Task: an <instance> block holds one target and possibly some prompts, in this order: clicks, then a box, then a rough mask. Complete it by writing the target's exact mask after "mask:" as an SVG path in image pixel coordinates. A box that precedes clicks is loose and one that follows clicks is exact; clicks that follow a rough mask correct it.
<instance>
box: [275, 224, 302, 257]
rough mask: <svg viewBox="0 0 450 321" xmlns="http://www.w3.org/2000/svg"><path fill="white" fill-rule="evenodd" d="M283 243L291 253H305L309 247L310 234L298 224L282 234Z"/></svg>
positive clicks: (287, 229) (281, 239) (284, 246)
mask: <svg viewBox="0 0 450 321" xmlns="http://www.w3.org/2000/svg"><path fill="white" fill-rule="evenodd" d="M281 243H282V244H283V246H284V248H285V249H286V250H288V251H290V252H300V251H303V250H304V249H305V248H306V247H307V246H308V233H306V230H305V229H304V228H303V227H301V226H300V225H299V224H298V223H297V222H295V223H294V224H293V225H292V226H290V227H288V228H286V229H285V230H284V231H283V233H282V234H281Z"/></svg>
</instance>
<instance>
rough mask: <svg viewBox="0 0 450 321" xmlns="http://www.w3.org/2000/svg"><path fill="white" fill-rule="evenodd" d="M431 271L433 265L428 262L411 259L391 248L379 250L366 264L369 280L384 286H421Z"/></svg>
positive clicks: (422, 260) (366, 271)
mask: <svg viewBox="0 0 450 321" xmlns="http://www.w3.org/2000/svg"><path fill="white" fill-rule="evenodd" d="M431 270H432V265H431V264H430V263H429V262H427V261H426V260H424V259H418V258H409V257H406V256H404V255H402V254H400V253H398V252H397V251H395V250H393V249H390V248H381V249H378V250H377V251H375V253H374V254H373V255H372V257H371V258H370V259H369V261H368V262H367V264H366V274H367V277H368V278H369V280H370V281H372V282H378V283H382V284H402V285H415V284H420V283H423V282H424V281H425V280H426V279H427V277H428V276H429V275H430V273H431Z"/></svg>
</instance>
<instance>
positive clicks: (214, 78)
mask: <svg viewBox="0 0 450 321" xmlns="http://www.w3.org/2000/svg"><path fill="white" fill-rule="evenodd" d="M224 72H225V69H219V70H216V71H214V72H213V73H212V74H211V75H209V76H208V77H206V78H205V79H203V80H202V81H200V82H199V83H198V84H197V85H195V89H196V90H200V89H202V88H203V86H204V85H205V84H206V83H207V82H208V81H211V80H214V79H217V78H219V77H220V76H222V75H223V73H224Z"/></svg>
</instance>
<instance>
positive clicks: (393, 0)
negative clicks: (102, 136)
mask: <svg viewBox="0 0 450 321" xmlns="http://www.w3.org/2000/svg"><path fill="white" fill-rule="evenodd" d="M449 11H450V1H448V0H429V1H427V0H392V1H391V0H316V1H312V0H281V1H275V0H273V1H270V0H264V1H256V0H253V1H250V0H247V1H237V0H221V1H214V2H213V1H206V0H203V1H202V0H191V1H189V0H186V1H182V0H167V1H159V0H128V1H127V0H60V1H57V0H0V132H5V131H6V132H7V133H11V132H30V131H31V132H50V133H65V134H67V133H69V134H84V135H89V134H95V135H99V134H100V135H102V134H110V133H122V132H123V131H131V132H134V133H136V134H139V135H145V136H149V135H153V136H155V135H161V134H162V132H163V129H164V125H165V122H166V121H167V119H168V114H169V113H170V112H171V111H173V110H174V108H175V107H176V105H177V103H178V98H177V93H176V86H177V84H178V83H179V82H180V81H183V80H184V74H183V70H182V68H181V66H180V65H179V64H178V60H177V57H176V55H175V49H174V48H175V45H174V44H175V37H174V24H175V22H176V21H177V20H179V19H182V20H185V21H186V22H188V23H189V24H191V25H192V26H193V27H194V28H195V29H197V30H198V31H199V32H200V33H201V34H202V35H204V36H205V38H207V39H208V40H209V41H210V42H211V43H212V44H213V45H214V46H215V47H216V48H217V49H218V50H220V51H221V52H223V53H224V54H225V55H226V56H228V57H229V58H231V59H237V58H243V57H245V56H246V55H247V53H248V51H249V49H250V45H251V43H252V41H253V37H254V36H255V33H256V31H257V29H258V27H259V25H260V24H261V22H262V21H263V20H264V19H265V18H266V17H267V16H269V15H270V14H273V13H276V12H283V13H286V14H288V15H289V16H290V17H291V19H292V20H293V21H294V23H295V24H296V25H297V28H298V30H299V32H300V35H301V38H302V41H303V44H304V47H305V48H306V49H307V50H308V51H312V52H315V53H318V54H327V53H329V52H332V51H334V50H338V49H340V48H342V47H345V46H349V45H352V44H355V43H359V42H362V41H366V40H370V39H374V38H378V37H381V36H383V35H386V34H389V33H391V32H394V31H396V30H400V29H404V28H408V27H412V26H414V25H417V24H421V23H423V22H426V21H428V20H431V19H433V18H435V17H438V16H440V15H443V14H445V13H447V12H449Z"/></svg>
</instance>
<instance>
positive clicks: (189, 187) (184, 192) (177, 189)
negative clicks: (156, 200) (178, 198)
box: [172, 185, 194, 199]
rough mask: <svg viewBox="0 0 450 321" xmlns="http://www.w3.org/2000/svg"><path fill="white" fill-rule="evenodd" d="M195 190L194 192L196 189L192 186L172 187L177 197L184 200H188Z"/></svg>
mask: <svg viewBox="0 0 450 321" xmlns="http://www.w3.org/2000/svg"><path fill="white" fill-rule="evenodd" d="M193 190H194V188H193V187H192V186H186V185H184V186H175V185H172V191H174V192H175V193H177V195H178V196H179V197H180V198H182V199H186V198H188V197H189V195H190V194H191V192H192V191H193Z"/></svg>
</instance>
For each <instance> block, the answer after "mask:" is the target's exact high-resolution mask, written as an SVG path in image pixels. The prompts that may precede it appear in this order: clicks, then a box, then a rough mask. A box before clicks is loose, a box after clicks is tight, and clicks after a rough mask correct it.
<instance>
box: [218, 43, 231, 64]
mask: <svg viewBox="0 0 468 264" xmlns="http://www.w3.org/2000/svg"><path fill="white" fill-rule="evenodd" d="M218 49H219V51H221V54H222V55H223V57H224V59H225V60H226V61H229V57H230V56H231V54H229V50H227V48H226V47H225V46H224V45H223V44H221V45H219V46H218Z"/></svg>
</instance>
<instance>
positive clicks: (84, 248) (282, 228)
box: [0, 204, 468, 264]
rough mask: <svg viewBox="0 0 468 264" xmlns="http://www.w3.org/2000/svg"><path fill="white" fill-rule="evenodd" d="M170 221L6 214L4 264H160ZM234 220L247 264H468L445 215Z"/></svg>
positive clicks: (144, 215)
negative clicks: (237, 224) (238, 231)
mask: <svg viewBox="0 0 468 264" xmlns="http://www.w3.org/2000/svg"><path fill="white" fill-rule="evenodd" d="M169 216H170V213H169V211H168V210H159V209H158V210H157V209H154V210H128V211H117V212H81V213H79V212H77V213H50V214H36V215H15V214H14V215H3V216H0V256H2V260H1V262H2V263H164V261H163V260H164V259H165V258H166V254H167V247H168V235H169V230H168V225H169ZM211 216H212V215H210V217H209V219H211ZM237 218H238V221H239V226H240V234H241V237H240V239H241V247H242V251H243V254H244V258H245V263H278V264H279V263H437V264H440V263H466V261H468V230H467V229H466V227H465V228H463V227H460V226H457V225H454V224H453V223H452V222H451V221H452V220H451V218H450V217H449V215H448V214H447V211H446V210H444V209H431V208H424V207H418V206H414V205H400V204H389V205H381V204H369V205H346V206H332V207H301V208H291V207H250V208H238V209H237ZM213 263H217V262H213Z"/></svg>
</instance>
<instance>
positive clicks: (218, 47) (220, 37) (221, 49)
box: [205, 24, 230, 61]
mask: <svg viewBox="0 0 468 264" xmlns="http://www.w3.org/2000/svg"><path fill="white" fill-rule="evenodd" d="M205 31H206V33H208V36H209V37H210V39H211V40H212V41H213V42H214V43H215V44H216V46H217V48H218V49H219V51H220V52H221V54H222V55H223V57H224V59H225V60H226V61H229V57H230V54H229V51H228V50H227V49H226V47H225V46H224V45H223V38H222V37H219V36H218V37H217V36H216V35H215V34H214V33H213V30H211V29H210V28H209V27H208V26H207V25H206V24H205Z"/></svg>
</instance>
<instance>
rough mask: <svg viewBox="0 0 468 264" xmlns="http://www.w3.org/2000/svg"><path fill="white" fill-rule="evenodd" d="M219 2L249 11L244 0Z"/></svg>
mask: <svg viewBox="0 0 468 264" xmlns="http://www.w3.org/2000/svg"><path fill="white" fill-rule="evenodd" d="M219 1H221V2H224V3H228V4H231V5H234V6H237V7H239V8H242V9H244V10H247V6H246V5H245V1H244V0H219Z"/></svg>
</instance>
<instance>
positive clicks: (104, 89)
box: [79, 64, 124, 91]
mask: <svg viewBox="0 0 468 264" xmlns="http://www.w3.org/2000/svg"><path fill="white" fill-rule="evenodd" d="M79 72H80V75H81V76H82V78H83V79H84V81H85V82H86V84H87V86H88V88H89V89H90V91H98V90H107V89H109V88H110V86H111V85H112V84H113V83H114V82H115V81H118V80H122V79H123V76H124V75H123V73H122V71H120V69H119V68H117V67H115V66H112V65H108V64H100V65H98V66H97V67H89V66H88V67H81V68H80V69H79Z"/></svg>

====

TASK TO CARRY OUT: Lines from the beginning of the data above through the line containing "positive clicks: (393, 0)" are to be returned exactly, and no others.

OUTPUT OF THE EXERCISE:
Task: an <instance> block holds one target and possibly some prompts, in this order: clicks, then a box, then a rough mask. Complete it by writing the target's exact mask after "mask:" as an SVG path in image pixel coordinates. A box that precedes clicks is loose and one that follows clicks is exact; clicks that follow a rough mask correct it.
<instance>
box: [275, 224, 302, 257]
rough mask: <svg viewBox="0 0 450 321" xmlns="http://www.w3.org/2000/svg"><path fill="white" fill-rule="evenodd" d="M283 243L291 253H305L309 247L310 234L298 224L282 234Z"/></svg>
positive clicks: (287, 229) (281, 239) (284, 246)
mask: <svg viewBox="0 0 450 321" xmlns="http://www.w3.org/2000/svg"><path fill="white" fill-rule="evenodd" d="M281 243H282V244H283V246H284V248H285V249H286V250H288V251H290V252H300V251H303V250H304V249H305V248H306V247H307V246H308V233H306V230H305V229H304V228H303V227H301V226H300V225H299V224H298V223H297V222H295V223H294V224H293V225H292V226H290V227H288V228H286V229H285V230H284V231H283V233H282V234H281Z"/></svg>
</instance>
<instance>
rough mask: <svg viewBox="0 0 450 321" xmlns="http://www.w3.org/2000/svg"><path fill="white" fill-rule="evenodd" d="M431 271L433 265L428 262L411 259L391 248L379 250L366 264L369 280L384 286H421Z"/></svg>
positive clicks: (422, 260) (366, 271)
mask: <svg viewBox="0 0 450 321" xmlns="http://www.w3.org/2000/svg"><path fill="white" fill-rule="evenodd" d="M431 270H432V265H431V264H430V263H429V262H427V261H426V260H424V259H418V258H409V257H406V256H404V255H402V254H400V253H398V252H397V251H395V250H393V249H390V248H381V249H378V250H377V251H375V253H374V254H373V255H372V257H371V258H370V259H369V261H368V262H367V264H366V274H367V277H368V278H369V280H370V281H372V282H378V283H382V284H402V285H415V284H420V283H423V282H424V281H425V280H426V279H427V277H428V276H429V275H430V273H431Z"/></svg>
</instance>
<instance>
positive clicks: (214, 78)
mask: <svg viewBox="0 0 450 321" xmlns="http://www.w3.org/2000/svg"><path fill="white" fill-rule="evenodd" d="M224 72H225V69H219V70H216V71H214V72H213V73H212V74H211V75H209V76H208V77H206V78H205V79H203V80H202V81H200V82H199V83H198V84H197V85H195V89H196V90H200V89H202V88H203V86H204V85H205V84H206V83H207V82H208V81H211V80H214V79H217V78H219V77H220V76H222V75H223V73H224Z"/></svg>
</instance>
<instance>
positive clicks: (393, 0)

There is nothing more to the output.